Each line holding the word "outline" must appear in the answer, copied from the entries.

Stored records
————

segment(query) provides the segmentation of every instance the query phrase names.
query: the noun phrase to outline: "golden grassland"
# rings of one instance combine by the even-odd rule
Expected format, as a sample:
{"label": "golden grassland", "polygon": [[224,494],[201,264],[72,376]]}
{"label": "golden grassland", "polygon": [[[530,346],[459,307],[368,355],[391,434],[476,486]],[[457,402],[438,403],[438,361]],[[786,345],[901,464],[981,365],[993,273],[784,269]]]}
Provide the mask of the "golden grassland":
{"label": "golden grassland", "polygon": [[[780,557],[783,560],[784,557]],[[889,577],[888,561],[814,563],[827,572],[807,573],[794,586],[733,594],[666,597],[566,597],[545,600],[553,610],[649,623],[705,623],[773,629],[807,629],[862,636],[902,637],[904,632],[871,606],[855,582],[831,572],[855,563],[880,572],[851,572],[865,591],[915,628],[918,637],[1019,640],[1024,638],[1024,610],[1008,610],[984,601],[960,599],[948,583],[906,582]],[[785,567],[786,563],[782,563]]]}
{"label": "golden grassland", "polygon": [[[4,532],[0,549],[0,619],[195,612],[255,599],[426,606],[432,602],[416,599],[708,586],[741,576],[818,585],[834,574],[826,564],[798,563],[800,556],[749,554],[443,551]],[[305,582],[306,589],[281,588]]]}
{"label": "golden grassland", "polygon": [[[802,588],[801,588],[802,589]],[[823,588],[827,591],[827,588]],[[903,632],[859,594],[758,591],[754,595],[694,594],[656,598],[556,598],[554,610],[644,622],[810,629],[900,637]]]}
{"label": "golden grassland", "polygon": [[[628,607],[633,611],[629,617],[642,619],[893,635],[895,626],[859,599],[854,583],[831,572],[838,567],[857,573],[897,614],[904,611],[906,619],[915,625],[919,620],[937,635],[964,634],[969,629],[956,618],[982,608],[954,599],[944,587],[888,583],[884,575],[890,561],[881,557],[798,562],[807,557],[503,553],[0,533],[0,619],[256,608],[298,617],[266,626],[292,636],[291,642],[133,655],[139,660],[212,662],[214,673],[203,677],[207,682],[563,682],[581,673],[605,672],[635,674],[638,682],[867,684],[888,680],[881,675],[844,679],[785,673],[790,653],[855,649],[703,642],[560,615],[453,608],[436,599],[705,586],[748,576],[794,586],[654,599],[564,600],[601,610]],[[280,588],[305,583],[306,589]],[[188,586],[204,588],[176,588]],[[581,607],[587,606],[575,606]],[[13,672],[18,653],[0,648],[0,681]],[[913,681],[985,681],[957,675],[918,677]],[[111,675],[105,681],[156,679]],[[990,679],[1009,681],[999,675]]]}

————

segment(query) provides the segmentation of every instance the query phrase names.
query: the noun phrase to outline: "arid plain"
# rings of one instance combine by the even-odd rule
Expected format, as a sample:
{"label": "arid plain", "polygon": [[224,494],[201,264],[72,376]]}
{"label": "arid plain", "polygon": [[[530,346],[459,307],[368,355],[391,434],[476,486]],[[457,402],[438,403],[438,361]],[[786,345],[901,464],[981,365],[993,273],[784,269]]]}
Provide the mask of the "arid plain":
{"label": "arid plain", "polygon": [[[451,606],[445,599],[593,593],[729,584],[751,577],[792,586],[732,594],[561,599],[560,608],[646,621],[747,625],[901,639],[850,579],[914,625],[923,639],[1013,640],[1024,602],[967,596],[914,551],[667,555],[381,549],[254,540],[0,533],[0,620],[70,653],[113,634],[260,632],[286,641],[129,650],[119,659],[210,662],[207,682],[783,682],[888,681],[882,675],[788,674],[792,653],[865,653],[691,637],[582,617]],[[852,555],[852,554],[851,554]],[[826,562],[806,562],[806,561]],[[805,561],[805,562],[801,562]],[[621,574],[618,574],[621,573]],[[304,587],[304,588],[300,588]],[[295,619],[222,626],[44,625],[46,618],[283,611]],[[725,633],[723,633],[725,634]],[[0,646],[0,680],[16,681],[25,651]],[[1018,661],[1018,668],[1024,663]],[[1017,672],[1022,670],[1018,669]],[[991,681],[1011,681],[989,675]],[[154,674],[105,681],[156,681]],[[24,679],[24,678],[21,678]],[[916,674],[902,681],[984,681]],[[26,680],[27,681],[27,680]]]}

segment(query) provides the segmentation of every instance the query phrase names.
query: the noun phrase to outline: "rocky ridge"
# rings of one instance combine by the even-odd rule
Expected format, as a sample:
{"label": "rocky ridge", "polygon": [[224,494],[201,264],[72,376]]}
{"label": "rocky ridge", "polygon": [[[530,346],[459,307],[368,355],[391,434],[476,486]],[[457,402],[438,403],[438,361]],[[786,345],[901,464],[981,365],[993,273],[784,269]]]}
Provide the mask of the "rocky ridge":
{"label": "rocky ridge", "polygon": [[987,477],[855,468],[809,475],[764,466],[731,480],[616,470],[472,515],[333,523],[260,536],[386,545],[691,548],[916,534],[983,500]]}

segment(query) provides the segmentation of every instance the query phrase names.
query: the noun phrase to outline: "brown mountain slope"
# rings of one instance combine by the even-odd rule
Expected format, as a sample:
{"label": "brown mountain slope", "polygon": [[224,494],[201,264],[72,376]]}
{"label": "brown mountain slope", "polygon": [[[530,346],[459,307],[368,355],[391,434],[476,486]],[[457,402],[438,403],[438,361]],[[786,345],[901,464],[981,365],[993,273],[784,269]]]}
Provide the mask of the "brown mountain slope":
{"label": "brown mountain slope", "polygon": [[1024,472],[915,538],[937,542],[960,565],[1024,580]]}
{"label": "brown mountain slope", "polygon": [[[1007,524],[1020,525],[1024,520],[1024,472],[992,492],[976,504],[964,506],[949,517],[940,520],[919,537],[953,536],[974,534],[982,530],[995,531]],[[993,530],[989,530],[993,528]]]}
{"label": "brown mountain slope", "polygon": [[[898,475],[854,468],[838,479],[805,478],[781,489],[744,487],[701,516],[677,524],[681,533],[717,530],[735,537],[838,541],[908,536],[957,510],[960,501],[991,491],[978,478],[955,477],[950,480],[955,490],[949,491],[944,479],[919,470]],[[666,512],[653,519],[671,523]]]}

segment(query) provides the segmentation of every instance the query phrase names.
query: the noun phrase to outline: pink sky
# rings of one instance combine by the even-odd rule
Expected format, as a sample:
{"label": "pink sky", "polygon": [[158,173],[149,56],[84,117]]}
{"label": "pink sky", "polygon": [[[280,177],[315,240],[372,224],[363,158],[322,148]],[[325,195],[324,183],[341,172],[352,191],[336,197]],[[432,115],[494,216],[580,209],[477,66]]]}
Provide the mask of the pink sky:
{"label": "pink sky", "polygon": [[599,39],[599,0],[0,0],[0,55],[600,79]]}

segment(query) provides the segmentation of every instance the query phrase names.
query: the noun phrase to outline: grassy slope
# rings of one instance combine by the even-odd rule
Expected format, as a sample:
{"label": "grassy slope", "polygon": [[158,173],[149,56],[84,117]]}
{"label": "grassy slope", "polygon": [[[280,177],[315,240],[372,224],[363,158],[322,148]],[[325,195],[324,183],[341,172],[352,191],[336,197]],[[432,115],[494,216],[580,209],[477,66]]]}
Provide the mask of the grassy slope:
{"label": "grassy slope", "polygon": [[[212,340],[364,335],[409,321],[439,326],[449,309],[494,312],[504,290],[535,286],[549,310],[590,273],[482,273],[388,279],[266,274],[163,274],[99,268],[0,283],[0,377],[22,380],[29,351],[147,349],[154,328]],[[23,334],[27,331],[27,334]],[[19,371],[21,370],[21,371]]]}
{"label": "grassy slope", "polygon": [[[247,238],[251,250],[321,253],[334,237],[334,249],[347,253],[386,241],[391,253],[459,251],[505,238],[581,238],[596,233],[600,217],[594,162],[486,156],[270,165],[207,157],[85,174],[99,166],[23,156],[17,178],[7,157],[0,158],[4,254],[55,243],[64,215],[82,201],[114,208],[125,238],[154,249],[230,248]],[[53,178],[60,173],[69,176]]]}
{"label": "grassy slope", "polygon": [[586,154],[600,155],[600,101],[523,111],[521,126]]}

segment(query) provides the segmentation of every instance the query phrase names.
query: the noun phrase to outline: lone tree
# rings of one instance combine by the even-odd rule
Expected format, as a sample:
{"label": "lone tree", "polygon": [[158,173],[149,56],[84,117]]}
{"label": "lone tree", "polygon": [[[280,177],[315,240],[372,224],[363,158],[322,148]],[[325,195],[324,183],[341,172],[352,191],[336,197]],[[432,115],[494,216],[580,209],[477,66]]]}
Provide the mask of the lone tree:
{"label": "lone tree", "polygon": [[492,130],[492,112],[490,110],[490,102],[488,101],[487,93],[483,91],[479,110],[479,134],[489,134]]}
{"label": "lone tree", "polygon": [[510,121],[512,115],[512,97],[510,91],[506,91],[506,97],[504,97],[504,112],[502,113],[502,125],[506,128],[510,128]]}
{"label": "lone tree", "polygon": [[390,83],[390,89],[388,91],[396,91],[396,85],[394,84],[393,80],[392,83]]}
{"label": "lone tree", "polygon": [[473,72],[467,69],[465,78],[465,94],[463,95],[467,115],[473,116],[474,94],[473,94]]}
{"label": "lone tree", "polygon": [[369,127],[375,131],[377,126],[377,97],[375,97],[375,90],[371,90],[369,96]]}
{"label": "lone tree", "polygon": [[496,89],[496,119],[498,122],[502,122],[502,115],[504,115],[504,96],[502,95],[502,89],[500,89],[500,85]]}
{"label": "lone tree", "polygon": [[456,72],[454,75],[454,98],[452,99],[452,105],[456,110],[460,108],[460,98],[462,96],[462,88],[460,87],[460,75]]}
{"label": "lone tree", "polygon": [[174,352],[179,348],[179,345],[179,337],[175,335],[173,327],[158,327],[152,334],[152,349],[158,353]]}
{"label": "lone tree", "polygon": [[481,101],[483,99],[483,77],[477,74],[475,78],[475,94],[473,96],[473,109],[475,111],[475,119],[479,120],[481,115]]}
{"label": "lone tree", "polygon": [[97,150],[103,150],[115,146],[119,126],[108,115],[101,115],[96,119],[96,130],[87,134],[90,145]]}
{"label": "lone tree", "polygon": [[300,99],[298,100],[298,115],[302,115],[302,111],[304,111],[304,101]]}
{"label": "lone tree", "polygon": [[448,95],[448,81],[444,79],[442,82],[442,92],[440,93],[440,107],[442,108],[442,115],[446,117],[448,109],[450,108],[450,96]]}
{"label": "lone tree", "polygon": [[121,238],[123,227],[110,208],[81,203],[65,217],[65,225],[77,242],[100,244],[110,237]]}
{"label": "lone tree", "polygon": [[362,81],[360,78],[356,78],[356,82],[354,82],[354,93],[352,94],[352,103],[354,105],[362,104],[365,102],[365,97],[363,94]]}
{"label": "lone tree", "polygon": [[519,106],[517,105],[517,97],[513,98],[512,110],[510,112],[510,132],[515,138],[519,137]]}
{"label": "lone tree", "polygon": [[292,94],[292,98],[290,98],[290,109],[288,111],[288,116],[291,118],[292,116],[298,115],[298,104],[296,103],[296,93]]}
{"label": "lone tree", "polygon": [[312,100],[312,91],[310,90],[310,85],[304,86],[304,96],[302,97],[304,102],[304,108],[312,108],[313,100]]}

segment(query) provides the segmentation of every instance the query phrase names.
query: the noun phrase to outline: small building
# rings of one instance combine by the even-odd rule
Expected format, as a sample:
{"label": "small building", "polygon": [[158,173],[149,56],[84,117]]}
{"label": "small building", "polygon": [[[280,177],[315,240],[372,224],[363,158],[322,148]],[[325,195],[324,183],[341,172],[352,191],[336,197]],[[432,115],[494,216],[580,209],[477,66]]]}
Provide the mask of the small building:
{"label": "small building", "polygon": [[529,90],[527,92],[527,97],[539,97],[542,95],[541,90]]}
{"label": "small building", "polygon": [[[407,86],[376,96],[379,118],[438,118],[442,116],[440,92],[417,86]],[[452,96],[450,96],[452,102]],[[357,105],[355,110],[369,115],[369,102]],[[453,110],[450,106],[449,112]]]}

————

ANSWER TO THE PROBLEM ->
query: the noun phrase to outline: "golden grassland"
query: the noun phrase to outline: "arid plain"
query: the noun phrase to outline: "rocky ridge"
query: the noun phrase to outline: "brown mountain slope"
query: the noun phrase to outline: pink sky
query: the noun phrase to outline: grassy slope
query: the noun phrase to outline: lone tree
query: the noun phrase to outline: small building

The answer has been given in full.